== Given problem 1 ==
Show each line in the records below that contains the word "bowl".

== Supplied passage ==
Begin

Good morning CHS supporters! Welcome to April!
We hope you enjoyed the long weekend and had lots of fun with both two- and four-legged friends and family members!
April is volunteer month here on the blog, so we will be bringing you a sneak peek behind the scenes of some of our volunteer roles. If there is a volunteer role or something related to volunteering that you would like to have us cover, please email firstname.lastname@example.org or share it in our Facebook group! We will try to cover as many of your ideas as we can!
Today we are looking at one of our most popular volunteer roles: Dog Walking!
At Calgary Humane Society our dog walkers are a key part of how we care for all of the wonderful pooches that call CHS their temporary home. Our dog walkers provide CHS dogs with much-needed enrichment, exercise and attention throughout the day. This helps burn off excess energy, exercise bored brains and also helps to teach our dogs some of the key walking skills they will need in their new home!
We love our dog walkers! And, as it turns out, there are lots of folks out there that love walking dogs! At CHS we frequently get emails from kind people asking us if they can come for an afternoon to walk dogs. While we LOVE that people want to come in and help with our dogs, becoming a dog walker with CHS requires a 6+ month commitment to a regular weekly shift… why? We’re glad you asked!

End

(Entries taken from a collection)
Begin

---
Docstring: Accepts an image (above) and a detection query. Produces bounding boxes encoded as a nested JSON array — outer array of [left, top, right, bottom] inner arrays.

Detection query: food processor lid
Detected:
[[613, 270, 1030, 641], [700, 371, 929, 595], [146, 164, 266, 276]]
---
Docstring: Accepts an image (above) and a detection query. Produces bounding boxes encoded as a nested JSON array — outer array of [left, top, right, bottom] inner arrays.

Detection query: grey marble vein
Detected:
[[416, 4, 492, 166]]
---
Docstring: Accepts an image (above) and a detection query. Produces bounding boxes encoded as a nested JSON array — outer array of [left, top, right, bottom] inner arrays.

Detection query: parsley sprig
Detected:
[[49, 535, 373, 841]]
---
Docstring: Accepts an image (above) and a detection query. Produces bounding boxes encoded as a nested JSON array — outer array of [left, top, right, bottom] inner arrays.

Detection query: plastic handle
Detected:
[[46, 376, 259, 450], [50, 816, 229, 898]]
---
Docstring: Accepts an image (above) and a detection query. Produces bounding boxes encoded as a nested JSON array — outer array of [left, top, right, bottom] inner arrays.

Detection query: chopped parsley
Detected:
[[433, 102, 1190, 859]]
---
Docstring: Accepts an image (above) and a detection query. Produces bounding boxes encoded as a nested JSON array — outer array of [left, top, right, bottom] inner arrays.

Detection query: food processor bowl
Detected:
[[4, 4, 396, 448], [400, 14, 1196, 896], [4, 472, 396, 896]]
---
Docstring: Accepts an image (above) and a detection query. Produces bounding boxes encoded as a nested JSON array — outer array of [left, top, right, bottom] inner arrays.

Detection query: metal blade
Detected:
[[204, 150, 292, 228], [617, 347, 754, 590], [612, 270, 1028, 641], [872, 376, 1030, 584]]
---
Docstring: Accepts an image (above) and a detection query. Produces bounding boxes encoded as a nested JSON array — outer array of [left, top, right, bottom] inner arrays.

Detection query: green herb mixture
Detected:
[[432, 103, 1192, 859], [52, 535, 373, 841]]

End
Begin

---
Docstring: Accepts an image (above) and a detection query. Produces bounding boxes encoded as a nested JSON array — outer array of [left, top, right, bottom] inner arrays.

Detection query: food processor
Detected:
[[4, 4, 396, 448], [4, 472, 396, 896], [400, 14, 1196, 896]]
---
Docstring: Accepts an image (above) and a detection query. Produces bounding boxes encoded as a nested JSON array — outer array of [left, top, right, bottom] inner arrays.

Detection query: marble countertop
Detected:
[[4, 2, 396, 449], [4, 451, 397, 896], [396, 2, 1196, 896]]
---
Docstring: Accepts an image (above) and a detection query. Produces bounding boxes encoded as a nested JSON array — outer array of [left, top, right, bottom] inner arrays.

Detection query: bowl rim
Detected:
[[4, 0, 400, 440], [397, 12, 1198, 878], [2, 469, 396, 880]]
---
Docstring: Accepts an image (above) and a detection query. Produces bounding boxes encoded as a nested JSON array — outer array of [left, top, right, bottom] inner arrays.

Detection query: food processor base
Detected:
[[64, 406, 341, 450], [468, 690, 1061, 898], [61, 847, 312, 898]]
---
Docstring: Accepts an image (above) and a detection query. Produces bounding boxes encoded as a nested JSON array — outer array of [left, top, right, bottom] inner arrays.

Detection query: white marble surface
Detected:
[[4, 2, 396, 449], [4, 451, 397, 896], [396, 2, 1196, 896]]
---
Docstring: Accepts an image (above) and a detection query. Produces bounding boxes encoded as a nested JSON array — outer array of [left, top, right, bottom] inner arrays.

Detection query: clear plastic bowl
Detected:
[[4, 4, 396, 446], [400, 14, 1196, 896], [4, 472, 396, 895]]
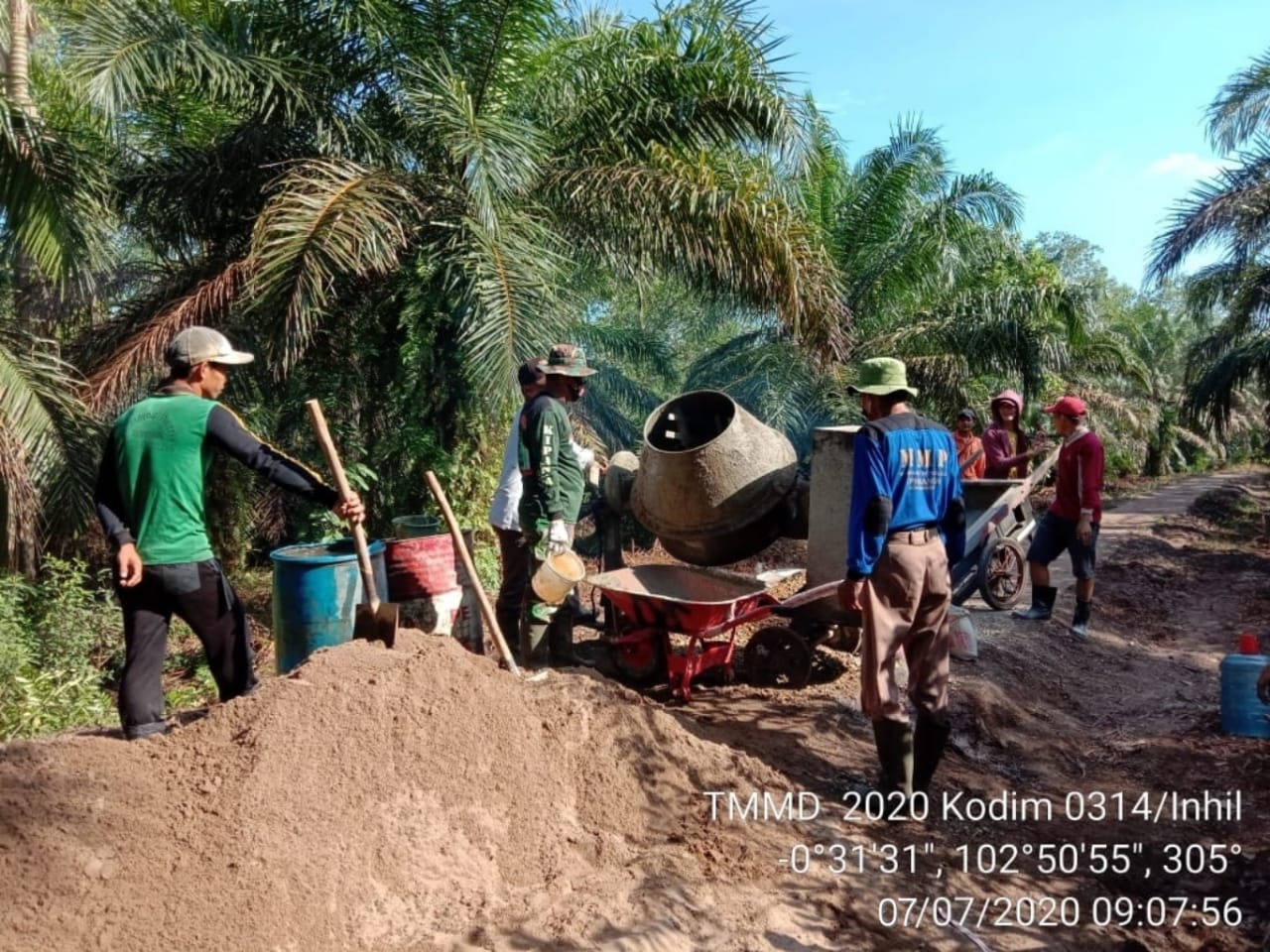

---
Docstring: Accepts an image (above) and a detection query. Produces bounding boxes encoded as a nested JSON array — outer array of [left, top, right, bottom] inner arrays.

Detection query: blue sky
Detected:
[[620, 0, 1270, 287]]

End

== Given problem 2 ==
According to the post on volunteer dog walking, what commitment does becoming a dog walker with CHS require?

== Full output 1 ==
Detection query: food processor bowl
Detection query: bowl rim
Detection query: clear plastic bowl

== Full output 2 ==
A commitment of 6+ months to a regular weekly shift.